### [Ejercicios propuestos]
1 > Según la selección autobiográfica, ¿en qué lugar y en qué fecha nació quien la narra?
2 > Prosiga la selección autobiográfica a partir de su último verso.

**** Selección ****

Nací en Gálvez, provincia de Santa Fe, el día 21 de setiembre de 1899. Mis padres: Gaspar Pedroni y Felisa Fantino, naturales de Lombardía y Piamonte, respectivamente; constructor él; obrera hilandera ella. Se casaron en Gálvez y tuvieron 11 hijos, de los cuales yo soy el octavo. De mis hermanos murieron tres (los dos primeros de corta edad, varones ambos, y Ercilia, ya moza, de la que hablaré más adelante). Mis padres ya no existen. Murieron en Rosario, ciudad en la que pasaron sus últimos años. Los que vivimos, pues, somos 8, cuatro varones y cuatro mujeres; todos de edad madura y con familia. Mi hermana mayor, casada con un español, vive en la península desde hace muchos años. Es la Carolina que yo nombro en «Palabras a la mesa». Ha tenido muchos hijos, argentinos unos, españoles otros. Ercilia, también recordada en ese poema, murió joven y enamorada. Era mi ángel tutelar. Ella leyó mis primeros versos, mucho antes de que vieran la luz en «El Popular» que en Gálvez dirigía un español inolvidable: Arturo Vázquez Basanta. En mi libro Poemas y palabras hay una poesía dedicada a este periodista que no olvido. Titulase ella «Palabras a Vázquez periodista», y dice por ahí:
Vázquez: es hora que lo diga;
tú el falso triste,
tú el lobo, tú, la ortiga;
solo tú fuiste.

**** Entradas registradas ****

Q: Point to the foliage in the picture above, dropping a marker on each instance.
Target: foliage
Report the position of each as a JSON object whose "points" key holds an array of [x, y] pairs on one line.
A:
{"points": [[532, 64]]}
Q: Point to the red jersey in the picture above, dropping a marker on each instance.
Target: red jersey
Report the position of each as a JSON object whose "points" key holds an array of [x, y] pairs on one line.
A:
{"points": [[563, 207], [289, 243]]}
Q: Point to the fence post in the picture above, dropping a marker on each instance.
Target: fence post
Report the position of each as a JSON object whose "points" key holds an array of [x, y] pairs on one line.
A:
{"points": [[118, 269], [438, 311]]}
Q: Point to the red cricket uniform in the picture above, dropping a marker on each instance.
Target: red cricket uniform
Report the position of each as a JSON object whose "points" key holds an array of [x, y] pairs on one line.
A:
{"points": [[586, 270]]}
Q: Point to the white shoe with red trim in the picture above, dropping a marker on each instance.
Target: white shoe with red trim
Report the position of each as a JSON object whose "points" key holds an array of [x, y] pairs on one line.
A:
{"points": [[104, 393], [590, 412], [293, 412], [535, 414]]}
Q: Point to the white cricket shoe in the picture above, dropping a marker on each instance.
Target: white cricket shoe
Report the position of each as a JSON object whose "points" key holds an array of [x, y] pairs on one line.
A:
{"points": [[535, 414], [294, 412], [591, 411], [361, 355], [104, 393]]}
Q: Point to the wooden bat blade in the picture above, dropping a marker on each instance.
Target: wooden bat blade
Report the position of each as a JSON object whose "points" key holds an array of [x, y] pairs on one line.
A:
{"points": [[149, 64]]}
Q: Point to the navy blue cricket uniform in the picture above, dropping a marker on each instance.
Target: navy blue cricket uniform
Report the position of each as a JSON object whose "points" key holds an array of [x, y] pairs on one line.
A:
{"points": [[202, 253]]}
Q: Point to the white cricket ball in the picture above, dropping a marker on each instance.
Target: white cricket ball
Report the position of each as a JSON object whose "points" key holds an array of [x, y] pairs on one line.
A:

****

### [Resultados obtenidos]
1 > En Gálvez, provincia de Santa Fe, el 21 de setiembre de 1899.

2 >
En tu pizarra: “El Popular”,
hice el primer palote:
un verso malo, pero muy malo,
al mar.
(¿Era al mar, Vázquez, o a Don Quijote?)
Y cuando la gente se quiso burlar,
tú levantaste, pálido, tu palo.
Fumando a pasos largos,
mi padre sufría
por la vergüenza de su hijo,
y los ojos de mi madre, fijos,
eran los grandes y amargos
de María.
Pero tú fuiste a ellos
con tu profecía:
_Honrados serán vuestros cabellos.
Tened fe, tened fe,
que ya en la alegría
o ya en el dolor,
sola, la flor
florecerá en su día.
Y así fue.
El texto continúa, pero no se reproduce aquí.